2002: Storied Interlachen should be fine stage

Bradley S. Klein

Anytime you hand pro golfers five par-5 holes in a round, they’re likely to make a ton of birdies. Add the drama of team match-play competition, then flip the order of nines so that the course winds up on a famous, reachable par 5 with water, and – presto! – you have the makings of a thrilling event. In this case, it’s the seventh Solheim Cup, a biennial event pitting 12-player teams from Europe and the United States Sept. 20-22.

The setting is storied old Interlachen Country Club, 16 miles southwest of downtown Minneapolis. Interlachen dates to a 1911 layout by Willie Watson that was thoroughly transformed into its current guise by Donald Ross in 1919. Bobby Jones made headlines there in 1930 when he won the U.S. Open, the third leg of his Grand Slam.

**PROVIDED RECORDS:**
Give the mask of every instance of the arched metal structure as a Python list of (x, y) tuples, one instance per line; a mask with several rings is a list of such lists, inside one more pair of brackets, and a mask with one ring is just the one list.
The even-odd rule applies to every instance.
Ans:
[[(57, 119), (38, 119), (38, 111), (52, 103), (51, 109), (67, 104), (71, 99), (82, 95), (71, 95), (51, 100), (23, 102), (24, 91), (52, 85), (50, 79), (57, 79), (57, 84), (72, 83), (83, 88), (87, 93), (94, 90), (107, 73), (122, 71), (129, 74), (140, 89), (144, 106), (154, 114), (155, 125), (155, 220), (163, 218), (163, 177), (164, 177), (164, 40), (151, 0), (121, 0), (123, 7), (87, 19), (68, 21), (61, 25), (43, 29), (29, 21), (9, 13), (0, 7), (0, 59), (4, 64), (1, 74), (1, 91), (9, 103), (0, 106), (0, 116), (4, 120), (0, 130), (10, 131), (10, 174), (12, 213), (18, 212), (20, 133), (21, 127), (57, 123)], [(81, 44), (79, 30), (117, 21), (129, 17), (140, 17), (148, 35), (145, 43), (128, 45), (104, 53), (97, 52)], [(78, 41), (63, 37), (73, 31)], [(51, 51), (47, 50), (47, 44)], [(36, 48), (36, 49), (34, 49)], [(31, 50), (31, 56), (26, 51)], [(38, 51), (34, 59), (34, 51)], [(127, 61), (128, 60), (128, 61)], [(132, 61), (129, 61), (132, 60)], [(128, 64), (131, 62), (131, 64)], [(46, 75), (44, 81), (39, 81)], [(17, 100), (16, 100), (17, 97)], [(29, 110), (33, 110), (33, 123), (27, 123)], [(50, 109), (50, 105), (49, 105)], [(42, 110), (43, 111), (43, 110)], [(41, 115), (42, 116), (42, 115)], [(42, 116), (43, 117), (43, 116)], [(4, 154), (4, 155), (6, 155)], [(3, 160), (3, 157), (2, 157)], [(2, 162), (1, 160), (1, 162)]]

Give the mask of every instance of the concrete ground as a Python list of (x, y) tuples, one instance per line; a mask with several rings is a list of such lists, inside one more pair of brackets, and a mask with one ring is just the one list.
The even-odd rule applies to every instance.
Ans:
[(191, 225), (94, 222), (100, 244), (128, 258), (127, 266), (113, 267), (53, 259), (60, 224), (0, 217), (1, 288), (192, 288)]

**TASK SET:**
(a) In the Interlachen piece, what gives the Solheim Cup the makings of a thrilling event? Answer in one to three sentences.
(b) Reproduce the Interlachen piece starting with "2002: Storied Interlachen" and going on through "States Sept. 20-22.", swapping "birdies" for "eagles".

**FULL SOLUTIONS:**
(a) Pros given five par-5 holes in a round are likely to make many birdies. The team match-play format adds drama. The order of nines is flipped so the round finishes on a famous, reachable par 5 with water.

(b)
2002: Storied Interlachen should be fine stage

Bradley S. Klein

Anytime you hand pro golfers five par-5 holes in a round, they’re likely to make a ton of eagles. Add the drama of team match-play competition, then flip the order of nines so that the course winds up on a famous, reachable par 5 with water, and – presto! – you have the makings of a thrilling event. In this case, it’s the seventh Solheim Cup, a biennial event pitting 12-player teams from Europe and the United States Sept. 20-22.